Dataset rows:
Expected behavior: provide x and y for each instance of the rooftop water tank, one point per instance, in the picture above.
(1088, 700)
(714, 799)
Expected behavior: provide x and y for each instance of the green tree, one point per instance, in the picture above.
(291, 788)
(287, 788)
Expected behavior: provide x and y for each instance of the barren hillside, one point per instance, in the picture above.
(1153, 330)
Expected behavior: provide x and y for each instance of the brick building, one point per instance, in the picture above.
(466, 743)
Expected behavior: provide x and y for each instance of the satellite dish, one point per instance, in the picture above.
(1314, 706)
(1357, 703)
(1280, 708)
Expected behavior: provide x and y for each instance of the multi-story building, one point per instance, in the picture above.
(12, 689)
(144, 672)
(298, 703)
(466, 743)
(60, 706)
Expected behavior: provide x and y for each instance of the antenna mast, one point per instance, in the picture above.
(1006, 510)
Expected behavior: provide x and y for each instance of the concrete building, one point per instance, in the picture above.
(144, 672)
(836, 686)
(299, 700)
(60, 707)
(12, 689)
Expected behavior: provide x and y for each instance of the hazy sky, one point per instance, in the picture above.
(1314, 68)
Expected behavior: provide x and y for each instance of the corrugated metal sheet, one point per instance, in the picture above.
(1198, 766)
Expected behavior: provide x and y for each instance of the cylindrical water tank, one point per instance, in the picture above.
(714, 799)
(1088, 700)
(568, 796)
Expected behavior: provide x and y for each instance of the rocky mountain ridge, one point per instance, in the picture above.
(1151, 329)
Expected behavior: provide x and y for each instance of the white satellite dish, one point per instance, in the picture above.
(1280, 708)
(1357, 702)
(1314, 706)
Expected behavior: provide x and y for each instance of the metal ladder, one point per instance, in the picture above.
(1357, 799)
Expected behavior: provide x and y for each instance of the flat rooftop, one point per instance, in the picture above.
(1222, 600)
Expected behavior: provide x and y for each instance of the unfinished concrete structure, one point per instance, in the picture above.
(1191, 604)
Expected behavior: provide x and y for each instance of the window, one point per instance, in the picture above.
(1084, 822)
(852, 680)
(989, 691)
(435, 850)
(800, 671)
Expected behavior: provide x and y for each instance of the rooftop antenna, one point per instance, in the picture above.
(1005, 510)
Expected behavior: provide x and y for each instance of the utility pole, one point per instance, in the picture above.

Task prompt: In this exercise, repeat all entries exactly.

Result of the exercise:
Expected behavior: provide x and y for each instance of the rooftop water tank, one point per instance, in the picture above.
(1088, 700)
(714, 799)
Expected behavior: provide x and y for each instance of the green tree, one point per instance, in the picture above.
(291, 788)
(287, 788)
Expected behavior: provide x and y for each instance of the barren hillside, one point per instance, in the picture above.
(1153, 330)
Expected behavior: provide x and y for each instance of the brick building, one point per instance, in the picture above.
(466, 743)
Expected behavior: provide x and y for each instance of the satellite dish, one point per instance, in the picture above.
(1314, 706)
(1357, 703)
(1280, 708)
Expected behavior: provide x and y for each instance of the multi-story building, one point per instance, in the picture above.
(12, 689)
(144, 672)
(298, 703)
(466, 743)
(60, 706)
Expected behavior: provide x and y for each instance of the antenna mast, one point per instance, in the picture above.
(1006, 510)
Expected behavior: provide x and y for each instance of the concrete building, one point per instance, in the picture above.
(144, 672)
(836, 686)
(299, 700)
(60, 707)
(12, 689)
Expected behavior: provide x and y for each instance of the hazy sky, one point per instance, in the picture above.
(1314, 68)
Expected behavior: provide x and y for each instance of the corrugated metal sheet, one point per instance, in the picture above.
(1198, 766)
Expected behavior: provide x and y for each instance of the cylindrical water tank, one point per instance, in the picture above.
(714, 799)
(1088, 700)
(568, 796)
Expected behavior: provide x and y for each instance of the rocky mountain ridge, one point per instance, in the picture above.
(1151, 329)
Expected behavior: provide x and y for each instance of the white satellite dish, one point per instance, in the picture above.
(1280, 708)
(1357, 702)
(1314, 706)
Expected behavior: provide x and y for each instance of the metal ladder, one point per instance, in the picture above.
(1357, 799)
Expected behavior: provide x and y for each instance of the flat rooftop, one point per instance, in the picture above.
(1222, 600)
Expected behavior: provide x and y for each instance of the unfinished concrete structure, one point per instance, in the picture above.
(1191, 604)
Expected behavior: provide x and y for each instance of the window, one point per instance, in the picture above.
(1084, 822)
(852, 680)
(989, 691)
(435, 850)
(800, 671)
Expected behavior: provide x and y for each instance of the rooftop antenna, one point per instance, in the picture above.
(1005, 510)
Expected behavior: provide x and y for each instance of the utility pole, one point per instance, in the picture above.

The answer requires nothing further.